(Beginning of Provided information)

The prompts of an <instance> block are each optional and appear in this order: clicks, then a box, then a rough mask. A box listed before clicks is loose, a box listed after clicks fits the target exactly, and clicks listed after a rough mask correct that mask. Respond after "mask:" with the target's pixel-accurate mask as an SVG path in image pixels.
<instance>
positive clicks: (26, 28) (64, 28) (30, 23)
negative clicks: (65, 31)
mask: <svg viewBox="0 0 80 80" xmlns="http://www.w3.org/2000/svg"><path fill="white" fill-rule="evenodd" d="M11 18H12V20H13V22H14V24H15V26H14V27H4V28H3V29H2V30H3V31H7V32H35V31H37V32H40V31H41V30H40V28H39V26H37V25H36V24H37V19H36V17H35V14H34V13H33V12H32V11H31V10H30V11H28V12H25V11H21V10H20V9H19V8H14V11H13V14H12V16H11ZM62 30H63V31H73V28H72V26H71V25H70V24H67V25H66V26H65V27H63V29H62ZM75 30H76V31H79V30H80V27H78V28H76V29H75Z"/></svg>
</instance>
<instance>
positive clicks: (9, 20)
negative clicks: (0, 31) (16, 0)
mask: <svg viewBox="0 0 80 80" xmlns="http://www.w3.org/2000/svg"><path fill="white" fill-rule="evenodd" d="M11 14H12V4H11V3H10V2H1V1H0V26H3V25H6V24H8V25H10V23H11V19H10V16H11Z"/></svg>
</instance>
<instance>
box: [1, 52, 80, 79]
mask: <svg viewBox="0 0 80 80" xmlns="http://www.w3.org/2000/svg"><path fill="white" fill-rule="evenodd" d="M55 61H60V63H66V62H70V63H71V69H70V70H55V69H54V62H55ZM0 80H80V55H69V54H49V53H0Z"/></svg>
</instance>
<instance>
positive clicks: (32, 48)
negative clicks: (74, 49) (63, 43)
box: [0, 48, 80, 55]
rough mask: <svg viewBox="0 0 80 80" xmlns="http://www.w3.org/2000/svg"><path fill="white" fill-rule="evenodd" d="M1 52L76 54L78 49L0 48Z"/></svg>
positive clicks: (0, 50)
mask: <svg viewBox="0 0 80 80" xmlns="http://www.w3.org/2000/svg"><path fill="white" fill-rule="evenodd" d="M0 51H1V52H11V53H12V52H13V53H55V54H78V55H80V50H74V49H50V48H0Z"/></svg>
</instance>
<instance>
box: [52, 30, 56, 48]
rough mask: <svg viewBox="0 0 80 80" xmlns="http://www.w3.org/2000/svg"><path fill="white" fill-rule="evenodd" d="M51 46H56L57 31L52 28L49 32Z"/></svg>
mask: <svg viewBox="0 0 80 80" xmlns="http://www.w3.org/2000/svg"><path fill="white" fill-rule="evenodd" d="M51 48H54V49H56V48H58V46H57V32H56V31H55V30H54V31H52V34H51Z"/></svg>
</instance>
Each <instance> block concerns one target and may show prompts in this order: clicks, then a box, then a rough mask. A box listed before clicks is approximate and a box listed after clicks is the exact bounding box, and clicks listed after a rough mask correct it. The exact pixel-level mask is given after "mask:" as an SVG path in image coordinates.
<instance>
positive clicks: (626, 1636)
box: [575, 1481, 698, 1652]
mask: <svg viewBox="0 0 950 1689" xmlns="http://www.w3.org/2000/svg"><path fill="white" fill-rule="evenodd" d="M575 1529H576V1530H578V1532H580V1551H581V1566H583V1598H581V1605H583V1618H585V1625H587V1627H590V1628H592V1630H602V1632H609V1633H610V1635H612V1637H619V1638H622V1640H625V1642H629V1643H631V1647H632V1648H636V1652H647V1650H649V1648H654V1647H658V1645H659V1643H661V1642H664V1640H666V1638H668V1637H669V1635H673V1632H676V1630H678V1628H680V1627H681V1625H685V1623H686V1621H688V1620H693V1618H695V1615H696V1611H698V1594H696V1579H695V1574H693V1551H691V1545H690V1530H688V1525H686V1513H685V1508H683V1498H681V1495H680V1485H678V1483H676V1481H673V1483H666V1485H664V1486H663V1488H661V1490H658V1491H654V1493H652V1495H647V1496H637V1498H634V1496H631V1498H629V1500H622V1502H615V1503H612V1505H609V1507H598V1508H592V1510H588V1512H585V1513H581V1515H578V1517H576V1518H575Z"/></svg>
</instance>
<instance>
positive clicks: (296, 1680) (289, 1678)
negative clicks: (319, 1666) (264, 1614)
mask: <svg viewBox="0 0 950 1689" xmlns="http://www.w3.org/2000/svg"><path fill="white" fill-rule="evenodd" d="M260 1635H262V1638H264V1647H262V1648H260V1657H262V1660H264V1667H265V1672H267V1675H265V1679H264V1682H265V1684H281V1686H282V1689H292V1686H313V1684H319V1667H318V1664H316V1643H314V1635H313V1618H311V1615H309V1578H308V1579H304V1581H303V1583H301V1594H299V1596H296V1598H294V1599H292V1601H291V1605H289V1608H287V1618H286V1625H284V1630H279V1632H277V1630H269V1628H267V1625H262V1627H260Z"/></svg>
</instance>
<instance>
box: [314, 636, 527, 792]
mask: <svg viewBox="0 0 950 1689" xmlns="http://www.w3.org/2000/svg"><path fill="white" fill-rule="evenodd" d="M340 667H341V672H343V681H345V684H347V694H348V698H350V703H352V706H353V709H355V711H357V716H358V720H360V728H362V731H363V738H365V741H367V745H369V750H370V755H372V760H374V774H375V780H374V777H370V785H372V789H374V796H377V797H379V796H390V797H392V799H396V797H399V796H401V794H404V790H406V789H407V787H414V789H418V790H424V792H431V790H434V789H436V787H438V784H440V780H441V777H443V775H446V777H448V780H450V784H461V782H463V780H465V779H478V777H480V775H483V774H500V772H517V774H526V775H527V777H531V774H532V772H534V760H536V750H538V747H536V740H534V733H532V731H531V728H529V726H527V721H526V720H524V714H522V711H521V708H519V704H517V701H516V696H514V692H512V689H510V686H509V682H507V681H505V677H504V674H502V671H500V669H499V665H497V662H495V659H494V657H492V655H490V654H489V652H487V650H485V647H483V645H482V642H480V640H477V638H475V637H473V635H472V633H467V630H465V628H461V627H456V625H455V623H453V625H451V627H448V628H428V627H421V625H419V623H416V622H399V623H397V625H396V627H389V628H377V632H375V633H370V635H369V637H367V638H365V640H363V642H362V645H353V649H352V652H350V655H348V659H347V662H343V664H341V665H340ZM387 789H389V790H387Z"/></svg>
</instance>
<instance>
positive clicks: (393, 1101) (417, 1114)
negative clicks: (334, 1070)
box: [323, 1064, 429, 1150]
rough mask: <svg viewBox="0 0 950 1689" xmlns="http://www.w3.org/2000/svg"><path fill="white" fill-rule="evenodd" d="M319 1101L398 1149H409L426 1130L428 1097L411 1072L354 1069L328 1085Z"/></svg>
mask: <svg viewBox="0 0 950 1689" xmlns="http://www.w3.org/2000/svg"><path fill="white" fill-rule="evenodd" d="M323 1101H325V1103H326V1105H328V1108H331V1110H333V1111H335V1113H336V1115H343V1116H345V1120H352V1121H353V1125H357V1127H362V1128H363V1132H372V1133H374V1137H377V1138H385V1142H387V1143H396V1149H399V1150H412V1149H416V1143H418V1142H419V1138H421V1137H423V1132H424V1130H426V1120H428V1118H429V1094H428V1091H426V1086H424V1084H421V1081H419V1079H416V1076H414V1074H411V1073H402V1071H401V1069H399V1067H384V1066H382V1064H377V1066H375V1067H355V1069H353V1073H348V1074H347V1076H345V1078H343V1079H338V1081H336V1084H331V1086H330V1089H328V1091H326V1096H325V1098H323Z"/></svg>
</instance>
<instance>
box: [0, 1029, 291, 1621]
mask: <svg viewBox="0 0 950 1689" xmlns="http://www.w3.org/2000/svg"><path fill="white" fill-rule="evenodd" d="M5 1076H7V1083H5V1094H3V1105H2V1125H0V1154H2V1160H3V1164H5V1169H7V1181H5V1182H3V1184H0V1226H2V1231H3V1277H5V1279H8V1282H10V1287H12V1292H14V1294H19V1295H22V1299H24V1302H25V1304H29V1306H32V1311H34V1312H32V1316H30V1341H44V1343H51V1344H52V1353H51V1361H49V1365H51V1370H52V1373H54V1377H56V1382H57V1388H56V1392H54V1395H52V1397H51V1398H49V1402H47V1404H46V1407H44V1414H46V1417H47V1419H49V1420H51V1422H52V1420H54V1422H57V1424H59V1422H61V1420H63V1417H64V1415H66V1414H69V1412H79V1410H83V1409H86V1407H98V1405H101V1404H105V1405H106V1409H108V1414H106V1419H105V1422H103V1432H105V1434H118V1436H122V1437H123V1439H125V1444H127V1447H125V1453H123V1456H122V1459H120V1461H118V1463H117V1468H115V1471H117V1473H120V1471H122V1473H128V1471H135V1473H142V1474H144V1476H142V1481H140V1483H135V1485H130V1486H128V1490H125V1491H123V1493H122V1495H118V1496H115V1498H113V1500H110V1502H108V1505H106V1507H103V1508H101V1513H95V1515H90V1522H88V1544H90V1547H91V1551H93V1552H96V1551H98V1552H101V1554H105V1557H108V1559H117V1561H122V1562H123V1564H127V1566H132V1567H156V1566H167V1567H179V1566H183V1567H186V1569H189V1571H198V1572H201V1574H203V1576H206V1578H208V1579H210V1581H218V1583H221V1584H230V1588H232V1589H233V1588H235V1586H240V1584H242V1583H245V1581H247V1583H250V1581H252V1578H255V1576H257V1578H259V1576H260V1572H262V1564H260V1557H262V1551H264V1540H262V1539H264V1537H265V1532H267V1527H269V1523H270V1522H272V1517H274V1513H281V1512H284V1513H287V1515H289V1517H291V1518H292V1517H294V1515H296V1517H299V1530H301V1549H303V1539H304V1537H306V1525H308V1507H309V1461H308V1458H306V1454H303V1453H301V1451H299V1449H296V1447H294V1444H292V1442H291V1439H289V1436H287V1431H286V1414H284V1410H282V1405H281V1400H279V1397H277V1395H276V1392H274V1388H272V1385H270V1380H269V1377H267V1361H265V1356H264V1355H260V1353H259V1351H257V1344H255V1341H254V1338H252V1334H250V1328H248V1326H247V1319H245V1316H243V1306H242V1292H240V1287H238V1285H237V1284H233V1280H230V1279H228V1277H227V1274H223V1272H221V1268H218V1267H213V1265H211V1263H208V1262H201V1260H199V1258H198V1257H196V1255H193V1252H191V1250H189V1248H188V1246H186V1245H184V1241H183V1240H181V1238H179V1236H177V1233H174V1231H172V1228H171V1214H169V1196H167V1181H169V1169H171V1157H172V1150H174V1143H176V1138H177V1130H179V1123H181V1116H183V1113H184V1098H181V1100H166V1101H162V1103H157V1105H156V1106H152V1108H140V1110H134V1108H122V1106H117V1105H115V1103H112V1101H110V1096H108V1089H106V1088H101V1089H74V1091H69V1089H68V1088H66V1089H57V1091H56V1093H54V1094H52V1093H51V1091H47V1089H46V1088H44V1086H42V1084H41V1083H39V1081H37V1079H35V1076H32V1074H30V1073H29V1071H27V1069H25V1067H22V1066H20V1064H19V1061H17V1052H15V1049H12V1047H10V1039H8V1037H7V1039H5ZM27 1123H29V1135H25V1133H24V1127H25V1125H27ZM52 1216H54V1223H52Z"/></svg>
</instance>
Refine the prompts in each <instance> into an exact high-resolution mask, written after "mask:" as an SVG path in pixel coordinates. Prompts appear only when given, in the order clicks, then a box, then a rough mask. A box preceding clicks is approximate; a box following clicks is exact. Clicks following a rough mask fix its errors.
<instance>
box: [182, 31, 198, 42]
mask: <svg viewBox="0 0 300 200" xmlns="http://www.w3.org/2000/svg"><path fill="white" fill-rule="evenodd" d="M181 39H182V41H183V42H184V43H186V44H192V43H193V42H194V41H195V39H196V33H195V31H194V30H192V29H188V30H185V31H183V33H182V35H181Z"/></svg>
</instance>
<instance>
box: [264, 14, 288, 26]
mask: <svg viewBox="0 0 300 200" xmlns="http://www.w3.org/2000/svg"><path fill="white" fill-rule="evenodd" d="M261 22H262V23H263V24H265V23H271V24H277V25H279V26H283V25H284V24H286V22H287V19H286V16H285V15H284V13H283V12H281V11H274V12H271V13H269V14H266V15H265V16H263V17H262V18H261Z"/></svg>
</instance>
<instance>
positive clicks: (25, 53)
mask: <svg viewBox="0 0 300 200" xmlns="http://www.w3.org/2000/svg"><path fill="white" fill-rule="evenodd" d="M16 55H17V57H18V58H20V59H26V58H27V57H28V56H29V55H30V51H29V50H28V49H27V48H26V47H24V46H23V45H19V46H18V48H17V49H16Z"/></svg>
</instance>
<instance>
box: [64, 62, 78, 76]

(End of Provided information)

All that belongs in your answer is the stretch of entries above from the line with "negative clicks: (319, 1666) (264, 1614)" through the line with "box: [323, 1064, 429, 1150]", printed exactly.

negative clicks: (319, 1666) (264, 1614)
mask: <svg viewBox="0 0 950 1689" xmlns="http://www.w3.org/2000/svg"><path fill="white" fill-rule="evenodd" d="M260 1635H262V1638H264V1647H262V1648H260V1657H262V1660H264V1667H265V1672H267V1675H265V1679H264V1682H265V1684H281V1686H282V1689H292V1686H313V1684H319V1667H318V1664H316V1643H314V1635H313V1618H311V1615H309V1578H308V1579H304V1581H303V1583H301V1594H299V1596H296V1598H294V1599H292V1601H291V1605H289V1608H287V1618H286V1625H284V1630H279V1632H277V1630H269V1628H267V1625H262V1627H260Z"/></svg>
</instance>
<instance>
box: [314, 636, 527, 792]
mask: <svg viewBox="0 0 950 1689" xmlns="http://www.w3.org/2000/svg"><path fill="white" fill-rule="evenodd" d="M340 667H341V672H343V681H345V684H347V694H348V698H350V703H352V706H353V709H355V711H357V716H358V720H360V728H362V731H363V738H365V741H367V745H369V750H370V755H372V760H374V774H375V780H374V777H370V785H372V789H374V796H377V797H379V796H390V797H392V799H396V797H399V796H401V794H404V790H406V789H407V787H414V789H418V790H424V792H431V790H434V789H436V787H438V784H440V780H441V777H443V775H446V777H448V780H450V784H461V782H463V780H465V779H478V777H480V775H483V774H500V772H517V774H526V775H527V777H531V774H532V772H534V760H536V750H538V747H536V740H534V733H532V731H531V728H529V726H527V721H526V720H524V714H522V711H521V708H519V704H517V701H516V696H514V692H512V689H510V686H509V682H507V681H505V677H504V674H502V671H500V669H499V665H497V662H495V659H494V657H492V655H490V654H489V652H487V650H485V647H483V645H482V642H480V640H477V638H475V637H473V635H472V633H467V630H465V628H461V627H456V625H455V623H453V625H451V627H448V628H428V627H421V625H419V623H416V622H399V623H397V625H396V627H389V628H377V632H375V633H370V635H369V637H367V638H365V640H363V642H362V645H353V649H352V652H350V655H348V659H347V662H343V664H341V665H340ZM387 789H389V790H387Z"/></svg>
</instance>
<instance>
positive clicks: (393, 1101) (417, 1114)
negative clicks: (334, 1070)
box: [323, 1064, 429, 1150]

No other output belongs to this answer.